# start of Working data

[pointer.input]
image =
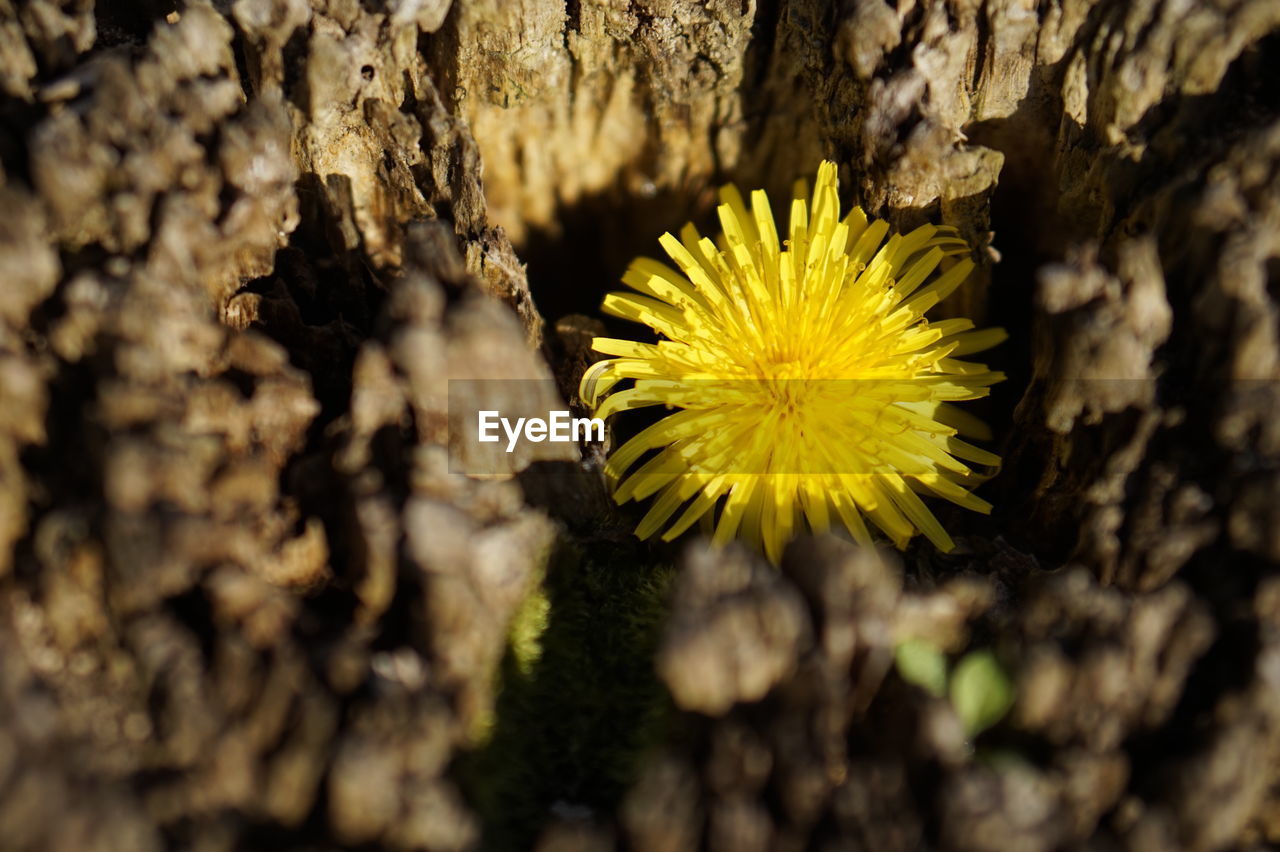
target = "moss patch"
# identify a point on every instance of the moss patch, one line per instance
(577, 700)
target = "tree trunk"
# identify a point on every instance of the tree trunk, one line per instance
(246, 247)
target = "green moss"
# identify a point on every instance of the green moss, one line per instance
(579, 700)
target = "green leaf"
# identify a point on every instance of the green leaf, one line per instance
(922, 664)
(981, 691)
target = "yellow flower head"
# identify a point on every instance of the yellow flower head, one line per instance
(807, 383)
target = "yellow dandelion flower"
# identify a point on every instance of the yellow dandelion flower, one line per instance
(807, 383)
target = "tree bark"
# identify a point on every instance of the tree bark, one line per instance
(245, 247)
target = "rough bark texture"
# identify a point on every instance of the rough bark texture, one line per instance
(246, 604)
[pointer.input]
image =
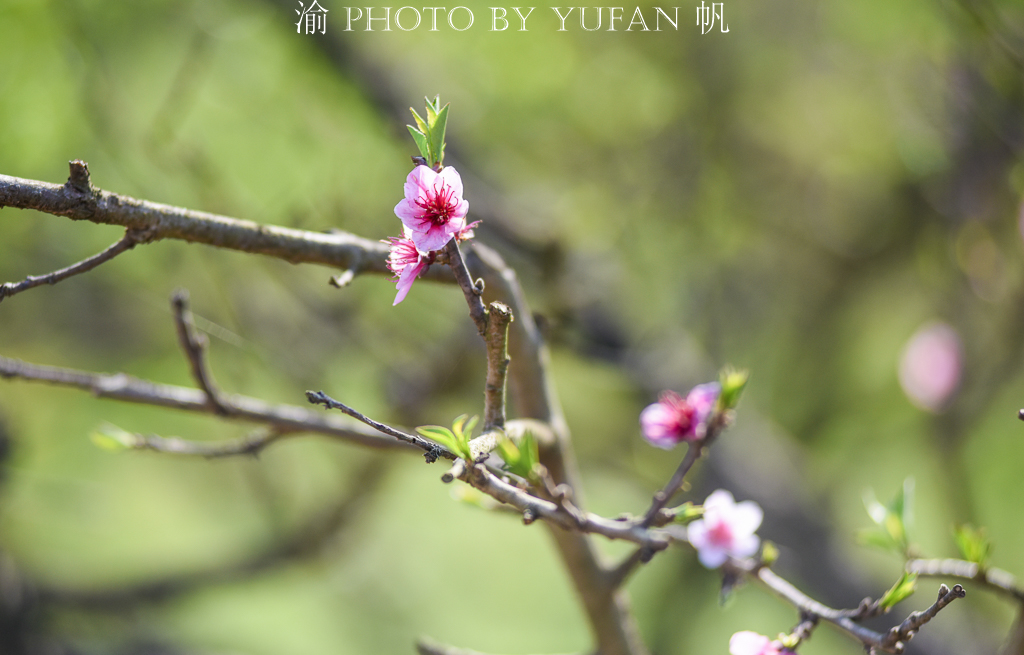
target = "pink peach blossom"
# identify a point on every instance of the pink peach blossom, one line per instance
(727, 529)
(930, 366)
(407, 263)
(433, 208)
(749, 643)
(674, 419)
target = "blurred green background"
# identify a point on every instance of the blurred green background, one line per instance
(797, 197)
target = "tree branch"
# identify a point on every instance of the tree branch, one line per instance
(995, 579)
(290, 420)
(693, 451)
(499, 317)
(126, 243)
(431, 449)
(195, 346)
(892, 642)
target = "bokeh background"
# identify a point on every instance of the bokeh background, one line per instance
(799, 197)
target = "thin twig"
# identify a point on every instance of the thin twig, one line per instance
(469, 289)
(126, 243)
(195, 345)
(892, 642)
(289, 419)
(499, 317)
(898, 635)
(432, 449)
(693, 452)
(996, 579)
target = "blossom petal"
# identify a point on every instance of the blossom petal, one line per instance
(656, 423)
(745, 547)
(451, 177)
(720, 498)
(712, 557)
(749, 643)
(409, 275)
(747, 517)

# end of Working data

## [What is asked]
All of the entries above should be copied exactly, except for the pictures.

## [Expected answer]
[pointer.input]
image =
target = "moss patch"
# identify a point on every instance of the moss patch, one line per instance
(577, 700)
target = "tree trunk"
# identify a point on every instance of the tree trunk, one line per instance
(246, 247)
target = "green moss"
# identify a point on every instance of the green moss, one line per instance
(579, 700)
target = "green leaf"
# identify a point on every instance of the green leaf, one line per instance
(922, 664)
(981, 691)
target = "yellow flower head"
# identify a point on every instance of the yellow flower head, one line per instance
(807, 383)
target = "yellow dandelion flower"
# identify a point on every instance of the yellow dandelion flower, one line per instance
(807, 383)
target = "tree bark"
# identify a point on every instance of the tree bark, one line per instance
(245, 247)
target = "rough bark texture"
# identify a point on every instance of the rough bark texture, one line per instance
(246, 604)
[pointer.input]
image =
target = "pink peach blossom"
# identify a point on every instance of the pink peach blossom, one line per instance
(727, 529)
(930, 366)
(407, 263)
(433, 208)
(749, 643)
(674, 419)
target = "blurred green background"
# identify a point on every instance of the blurred green background, one line per instance
(797, 197)
target = "tree branch"
# identify a point on every instance of the tree branch, one line per instance
(995, 579)
(290, 420)
(693, 451)
(499, 317)
(126, 243)
(431, 449)
(195, 346)
(892, 642)
target = "bokeh background"
# identify a point on every instance of the bokeh background, one line per instance
(799, 197)
target = "thin twig"
# identify a point on every instance of the thin twig, one line per instance
(469, 289)
(126, 243)
(195, 345)
(892, 642)
(289, 419)
(499, 317)
(898, 635)
(432, 449)
(693, 452)
(996, 579)
target = "blossom petal"
# identify a point on every instance of the blossom petal, one line per instance
(656, 423)
(745, 547)
(451, 177)
(720, 498)
(712, 557)
(749, 643)
(409, 275)
(747, 517)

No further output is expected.